» **WHAT THE TASK REQUIRES**
I need every line of the material below that includes the string "json".

» **RECORDS SUPPLIED**
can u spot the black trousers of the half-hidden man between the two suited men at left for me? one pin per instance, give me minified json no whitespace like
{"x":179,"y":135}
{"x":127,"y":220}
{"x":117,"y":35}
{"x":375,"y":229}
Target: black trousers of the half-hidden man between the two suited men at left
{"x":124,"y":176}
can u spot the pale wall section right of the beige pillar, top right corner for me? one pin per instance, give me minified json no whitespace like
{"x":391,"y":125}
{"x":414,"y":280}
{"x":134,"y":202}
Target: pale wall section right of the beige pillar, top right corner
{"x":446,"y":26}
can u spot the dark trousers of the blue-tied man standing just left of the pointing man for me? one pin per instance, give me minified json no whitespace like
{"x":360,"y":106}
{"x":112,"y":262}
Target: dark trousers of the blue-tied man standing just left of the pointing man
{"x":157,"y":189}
...
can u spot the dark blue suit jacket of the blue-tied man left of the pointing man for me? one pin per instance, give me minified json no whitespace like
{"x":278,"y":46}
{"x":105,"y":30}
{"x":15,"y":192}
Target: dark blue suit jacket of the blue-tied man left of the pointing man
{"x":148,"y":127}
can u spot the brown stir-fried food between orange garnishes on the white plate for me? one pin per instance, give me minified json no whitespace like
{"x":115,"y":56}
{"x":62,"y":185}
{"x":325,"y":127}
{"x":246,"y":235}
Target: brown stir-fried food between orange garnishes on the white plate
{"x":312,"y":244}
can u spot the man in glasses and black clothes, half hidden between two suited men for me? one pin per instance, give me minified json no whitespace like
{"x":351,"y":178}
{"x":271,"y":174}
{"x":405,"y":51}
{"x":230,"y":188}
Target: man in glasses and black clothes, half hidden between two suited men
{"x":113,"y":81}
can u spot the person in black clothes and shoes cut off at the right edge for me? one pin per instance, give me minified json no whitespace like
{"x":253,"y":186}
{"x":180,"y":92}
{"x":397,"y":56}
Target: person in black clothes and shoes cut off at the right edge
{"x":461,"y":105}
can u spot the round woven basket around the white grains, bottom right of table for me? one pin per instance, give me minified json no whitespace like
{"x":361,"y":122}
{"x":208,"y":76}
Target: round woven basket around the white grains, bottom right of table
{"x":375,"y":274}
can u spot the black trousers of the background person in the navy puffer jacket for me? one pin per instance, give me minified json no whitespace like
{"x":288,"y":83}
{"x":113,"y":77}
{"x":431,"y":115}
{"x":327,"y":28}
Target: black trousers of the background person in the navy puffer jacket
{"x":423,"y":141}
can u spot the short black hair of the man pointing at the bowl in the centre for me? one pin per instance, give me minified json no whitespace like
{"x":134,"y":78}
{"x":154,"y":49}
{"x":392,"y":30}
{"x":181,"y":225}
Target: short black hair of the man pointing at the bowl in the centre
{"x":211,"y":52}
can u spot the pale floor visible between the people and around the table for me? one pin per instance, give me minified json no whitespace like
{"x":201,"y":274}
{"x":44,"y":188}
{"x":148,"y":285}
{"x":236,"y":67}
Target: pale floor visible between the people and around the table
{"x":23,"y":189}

» **YOUR SOLUTION**
can u spot the black trousers of the half-hidden man between the two suited men at left for me? one pin per instance, give me minified json no whitespace like
can u spot the pale wall section right of the beige pillar, top right corner for me? one pin per instance, give me minified json no whitespace like
can u spot the dark trousers of the blue-tied man standing just left of the pointing man for me? one pin per instance, give me minified json no whitespace like
can u spot the dark blue suit jacket of the blue-tied man left of the pointing man for me? one pin per instance, give me minified json no whitespace like
can u spot the brown stir-fried food between orange garnishes on the white plate for me? one pin per instance, give me minified json no whitespace like
can u spot the man in glasses and black clothes, half hidden between two suited men for me? one pin per instance, give me minified json no whitespace like
can u spot the person in black clothes and shoes cut off at the right edge for me? one pin per instance, give me minified json no whitespace like
can u spot the round woven basket around the white grains, bottom right of table for me? one pin per instance, give me minified json no whitespace like
can u spot the black trousers of the background person in the navy puffer jacket for me? one pin per instance, give me minified json no whitespace like
can u spot the short black hair of the man pointing at the bowl in the centre for me? one pin per instance, give me minified json no whitespace like
can u spot the pale floor visible between the people and around the table for me? one pin per instance, give me minified json no whitespace like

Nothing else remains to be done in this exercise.